_Input data_:
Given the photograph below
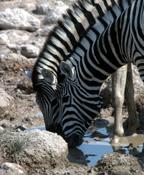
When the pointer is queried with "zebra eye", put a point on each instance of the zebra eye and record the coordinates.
(67, 70)
(48, 76)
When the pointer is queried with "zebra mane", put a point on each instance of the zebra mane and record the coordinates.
(78, 20)
(68, 32)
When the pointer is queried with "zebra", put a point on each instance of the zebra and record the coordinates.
(97, 57)
(62, 41)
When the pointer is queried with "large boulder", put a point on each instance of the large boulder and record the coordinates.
(17, 18)
(6, 103)
(39, 152)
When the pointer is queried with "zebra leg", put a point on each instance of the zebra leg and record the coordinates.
(133, 121)
(118, 89)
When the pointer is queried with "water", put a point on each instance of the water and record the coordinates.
(98, 143)
(93, 149)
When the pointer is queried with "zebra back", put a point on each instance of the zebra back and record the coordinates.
(65, 37)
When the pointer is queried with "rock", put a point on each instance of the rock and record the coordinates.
(6, 102)
(17, 18)
(15, 62)
(55, 13)
(8, 168)
(1, 129)
(118, 164)
(30, 51)
(42, 9)
(14, 38)
(38, 151)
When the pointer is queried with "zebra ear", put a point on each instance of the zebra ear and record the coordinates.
(66, 69)
(48, 76)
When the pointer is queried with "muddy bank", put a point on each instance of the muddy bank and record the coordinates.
(20, 44)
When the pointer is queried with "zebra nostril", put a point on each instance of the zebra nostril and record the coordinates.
(74, 140)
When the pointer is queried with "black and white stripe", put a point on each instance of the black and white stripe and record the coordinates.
(62, 41)
(100, 53)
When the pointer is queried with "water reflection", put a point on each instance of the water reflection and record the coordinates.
(93, 148)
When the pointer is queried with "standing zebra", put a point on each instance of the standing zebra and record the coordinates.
(62, 41)
(96, 57)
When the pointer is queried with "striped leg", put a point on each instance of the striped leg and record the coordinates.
(118, 89)
(133, 121)
(123, 85)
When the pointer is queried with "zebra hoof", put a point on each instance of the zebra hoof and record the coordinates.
(74, 140)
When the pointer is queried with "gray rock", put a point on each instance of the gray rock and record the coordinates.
(17, 18)
(13, 38)
(8, 168)
(42, 9)
(55, 13)
(6, 102)
(38, 151)
(30, 51)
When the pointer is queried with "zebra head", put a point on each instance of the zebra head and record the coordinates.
(76, 107)
(44, 83)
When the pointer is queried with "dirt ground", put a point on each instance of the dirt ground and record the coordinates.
(24, 113)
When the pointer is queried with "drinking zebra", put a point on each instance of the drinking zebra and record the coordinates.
(59, 44)
(96, 57)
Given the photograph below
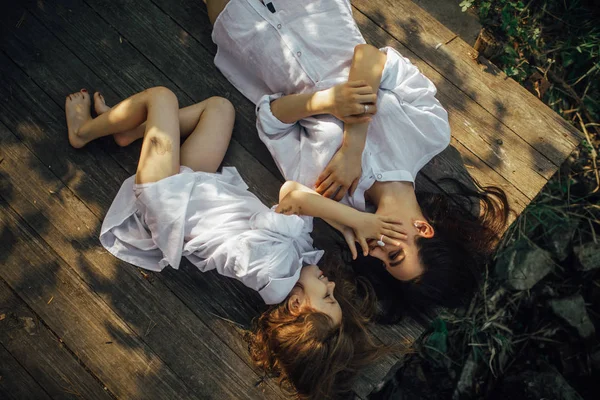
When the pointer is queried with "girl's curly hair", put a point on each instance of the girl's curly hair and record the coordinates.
(311, 356)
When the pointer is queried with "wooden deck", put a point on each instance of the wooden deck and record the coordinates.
(77, 323)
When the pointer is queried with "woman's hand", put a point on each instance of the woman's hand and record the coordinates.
(290, 204)
(352, 102)
(377, 227)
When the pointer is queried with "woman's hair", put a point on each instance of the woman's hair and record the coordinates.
(311, 357)
(467, 225)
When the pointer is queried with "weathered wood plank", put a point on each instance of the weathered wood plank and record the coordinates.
(41, 353)
(197, 353)
(252, 173)
(82, 320)
(475, 128)
(191, 15)
(510, 103)
(183, 59)
(15, 382)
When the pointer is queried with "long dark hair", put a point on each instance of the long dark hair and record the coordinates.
(310, 356)
(468, 224)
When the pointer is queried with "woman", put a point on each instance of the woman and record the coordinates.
(176, 205)
(293, 59)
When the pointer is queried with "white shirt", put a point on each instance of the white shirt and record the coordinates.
(216, 223)
(302, 46)
(308, 46)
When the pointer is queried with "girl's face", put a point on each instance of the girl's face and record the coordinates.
(402, 262)
(318, 292)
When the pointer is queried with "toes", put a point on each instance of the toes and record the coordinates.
(99, 98)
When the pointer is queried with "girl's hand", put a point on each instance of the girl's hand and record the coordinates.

_Requirement_:
Shift the coordinates by adding -131 to every number in them, and give again all lines, requests included, from the line with "dark hair and record the coordinates." up to and including the last line above.

_Reply_:
When the pointer is queried with "long dark hair", put a point on each instance of the long dark hair and record the coordinates.
(179, 225)
(337, 93)
When the pointer is queried with "woman", put a point on each instance of the woman and record the coordinates.
(45, 74)
(162, -72)
When the pointer is queried with "white shirt", put a point on each instance of the white shirt and record the coordinates.
(85, 92)
(171, -85)
(177, -85)
When the pointer is queried with "girl's face", put a point on each instance of the girl's face and record the coordinates.
(271, 131)
(187, 161)
When the pointer is queried with "toes", put a point on each instance of the toes and record the coordinates.
(-32, -33)
When the pointer is queried with "girl's hand", put a point on each instance of the girl's hand and record the coordinates.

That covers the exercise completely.